_Quoted passage_
After earning his General Education Diploma in 1990 at the age of twenty-eight, Hassan Brown found himself working mostly at odd jobs. A Providence resident, he labored as a landscaper and construction worker, sometimes accepting his wages under the table. Anything to get by. When he tried to join the Rhode Island Building and Construction Trades Council, the construction workers' union, Hassan faced a Catch-22: he needed more experience to get in, but he couldn't get it unless he was a union member.
"I was working jobs here and there—whatever I could get my hands on," Brown says. At the same time, he was looking for something better: "I've always strived to become someone, to serve a purpose. I didn't want to be this person just hanging around. I wanted to do something with my life."In late 2007, he signed up for a new program called Building Futures, which was started to help low-income workers move into the construction industry. A joint effort by the Providence Plan, YouthBuild Providence, and BuildRI, Building Futures has by now put dozens of workers into apprenticeships at construction sites around the city.
Brown—the university, not the worker—has participated since 2008, signing nonbinding memorandums of understanding with contractors who pledge to hire Building Futures trainees to complete at least 15 percent of the total work hours on any given project. This commitment to involve Building Futures workers has made Brown one of the state's biggest participants in the program.
According to Paul Dietel, the director of project management in the University's facilities management department, more than thirty Building Futures trainees have worked at Brown on a total of seven different projects both on College Hill and in the downtown Jewelry District. "This is a way Brown can give back to the community," says Dietel. "Brown has really been one of the leaders in making the program successful."
Hassan Brown started out working on the renovation of the J. Walter Wilson building, which was converted from science labs into offices and seminar rooms. He worked as an apprentice on demolition, which largely meant knocking down structures and then gathering up debris and hauling it to dumpsters. He was rehired last year, when he worked as a laborer apprentice on the Stephen Robert '62 Campus Center in Faunce House.
"I learned a little bit of everything," he says, including the use of saw tools and nail guns, and the installation of sheet rock: "the basics," Brown says. He adds that he also picked up more knowledge of the construction business, "from the jobs to the people." All told, the gig lasted six months. He earned $23 an hour. "They say if you get six months of work," Brown says, "it's a good year."
Brown worked most recently on the $45 million renovation of a Jewelry District building into the new headquarters of the Warren Alpert Medical School. He says he'd like to find a full-time job at the University, but is looking more widely as well.
"I try to look at Building Futures as a stepping stone to something else," he says. "I don't ever want to pigeonhole myself on being just a laborer apprentice. There are still other things I want to learn."

_Instructions for the task_
Copy the article about Hassan Brown, starting with "After earning his" and going on through "a union member.", and update "odd jobs" to "temporary jobs".

(Referring expression data)
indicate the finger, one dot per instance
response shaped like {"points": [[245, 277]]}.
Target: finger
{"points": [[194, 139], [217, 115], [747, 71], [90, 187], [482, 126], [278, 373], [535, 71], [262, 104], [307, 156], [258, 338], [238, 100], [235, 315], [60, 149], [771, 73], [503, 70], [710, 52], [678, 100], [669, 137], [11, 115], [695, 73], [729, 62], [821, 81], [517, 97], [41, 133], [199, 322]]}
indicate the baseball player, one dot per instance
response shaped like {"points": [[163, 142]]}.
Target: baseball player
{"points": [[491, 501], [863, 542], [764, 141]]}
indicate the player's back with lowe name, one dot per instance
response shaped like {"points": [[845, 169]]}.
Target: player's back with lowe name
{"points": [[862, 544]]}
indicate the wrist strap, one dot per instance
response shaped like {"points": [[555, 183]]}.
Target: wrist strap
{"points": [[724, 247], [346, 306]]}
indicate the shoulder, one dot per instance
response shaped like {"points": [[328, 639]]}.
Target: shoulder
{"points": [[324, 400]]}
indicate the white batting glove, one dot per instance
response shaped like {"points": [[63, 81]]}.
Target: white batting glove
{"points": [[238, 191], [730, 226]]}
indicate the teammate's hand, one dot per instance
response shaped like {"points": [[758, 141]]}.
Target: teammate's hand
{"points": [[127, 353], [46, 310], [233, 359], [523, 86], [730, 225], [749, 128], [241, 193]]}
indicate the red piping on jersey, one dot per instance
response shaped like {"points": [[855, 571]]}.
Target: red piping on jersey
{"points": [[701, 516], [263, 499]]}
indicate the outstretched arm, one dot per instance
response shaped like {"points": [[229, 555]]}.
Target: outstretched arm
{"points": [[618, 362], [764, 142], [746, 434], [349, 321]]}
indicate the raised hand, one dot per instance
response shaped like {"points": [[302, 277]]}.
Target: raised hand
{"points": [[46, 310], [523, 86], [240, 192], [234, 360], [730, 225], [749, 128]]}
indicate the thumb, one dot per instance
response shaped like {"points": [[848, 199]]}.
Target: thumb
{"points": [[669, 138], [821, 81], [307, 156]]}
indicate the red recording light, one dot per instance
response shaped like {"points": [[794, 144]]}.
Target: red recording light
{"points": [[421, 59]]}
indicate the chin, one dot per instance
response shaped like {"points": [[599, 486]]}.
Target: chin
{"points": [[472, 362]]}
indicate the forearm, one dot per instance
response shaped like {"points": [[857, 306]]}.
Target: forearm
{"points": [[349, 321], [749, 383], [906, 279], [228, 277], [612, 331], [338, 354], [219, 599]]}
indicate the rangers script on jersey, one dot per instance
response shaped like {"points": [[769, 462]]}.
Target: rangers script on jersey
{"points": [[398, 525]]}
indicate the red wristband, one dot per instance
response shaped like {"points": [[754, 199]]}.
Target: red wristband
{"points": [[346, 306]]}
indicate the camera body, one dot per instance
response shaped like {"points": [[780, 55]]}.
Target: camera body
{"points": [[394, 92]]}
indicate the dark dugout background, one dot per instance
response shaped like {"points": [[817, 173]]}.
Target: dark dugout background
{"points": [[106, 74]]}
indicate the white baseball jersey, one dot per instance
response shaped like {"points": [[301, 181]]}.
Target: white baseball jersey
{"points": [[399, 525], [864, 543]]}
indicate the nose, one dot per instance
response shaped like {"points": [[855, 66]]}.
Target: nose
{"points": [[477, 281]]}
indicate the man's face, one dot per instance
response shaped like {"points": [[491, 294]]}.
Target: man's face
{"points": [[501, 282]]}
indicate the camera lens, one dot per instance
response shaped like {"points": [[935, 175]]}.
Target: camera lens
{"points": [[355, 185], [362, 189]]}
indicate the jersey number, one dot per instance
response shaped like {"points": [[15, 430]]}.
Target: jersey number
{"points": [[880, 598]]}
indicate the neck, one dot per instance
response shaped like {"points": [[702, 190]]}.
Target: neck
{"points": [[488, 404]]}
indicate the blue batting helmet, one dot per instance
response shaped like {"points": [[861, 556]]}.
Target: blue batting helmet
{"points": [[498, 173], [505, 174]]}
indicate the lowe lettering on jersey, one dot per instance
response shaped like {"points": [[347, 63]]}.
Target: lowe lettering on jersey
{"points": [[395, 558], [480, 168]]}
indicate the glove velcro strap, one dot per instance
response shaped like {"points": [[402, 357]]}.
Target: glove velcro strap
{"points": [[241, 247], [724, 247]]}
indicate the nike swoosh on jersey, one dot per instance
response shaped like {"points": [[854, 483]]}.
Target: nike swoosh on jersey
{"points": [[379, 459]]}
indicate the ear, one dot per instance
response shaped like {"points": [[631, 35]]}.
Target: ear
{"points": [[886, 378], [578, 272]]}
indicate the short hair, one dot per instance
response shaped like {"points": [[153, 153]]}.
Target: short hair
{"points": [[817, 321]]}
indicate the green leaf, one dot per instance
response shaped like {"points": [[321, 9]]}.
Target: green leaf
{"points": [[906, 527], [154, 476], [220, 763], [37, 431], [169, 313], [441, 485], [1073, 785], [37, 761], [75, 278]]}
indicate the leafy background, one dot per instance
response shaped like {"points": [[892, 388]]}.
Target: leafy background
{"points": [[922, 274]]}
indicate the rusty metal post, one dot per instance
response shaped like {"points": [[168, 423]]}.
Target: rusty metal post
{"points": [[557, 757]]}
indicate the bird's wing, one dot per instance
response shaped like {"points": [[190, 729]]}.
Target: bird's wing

_The answer_
After earning his General Education Diploma in 1990 at the age of twenty-eight, Hassan Brown found himself working mostly at temporary jobs. A Providence resident, he labored as a landscaper and construction worker, sometimes accepting his wages under the table. Anything to get by. When he tried to join the Rhode Island Building and Construction Trades Council, the construction workers' union, Hassan faced a Catch-22: he needed more experience to get in, but he couldn't get it unless he was a union member.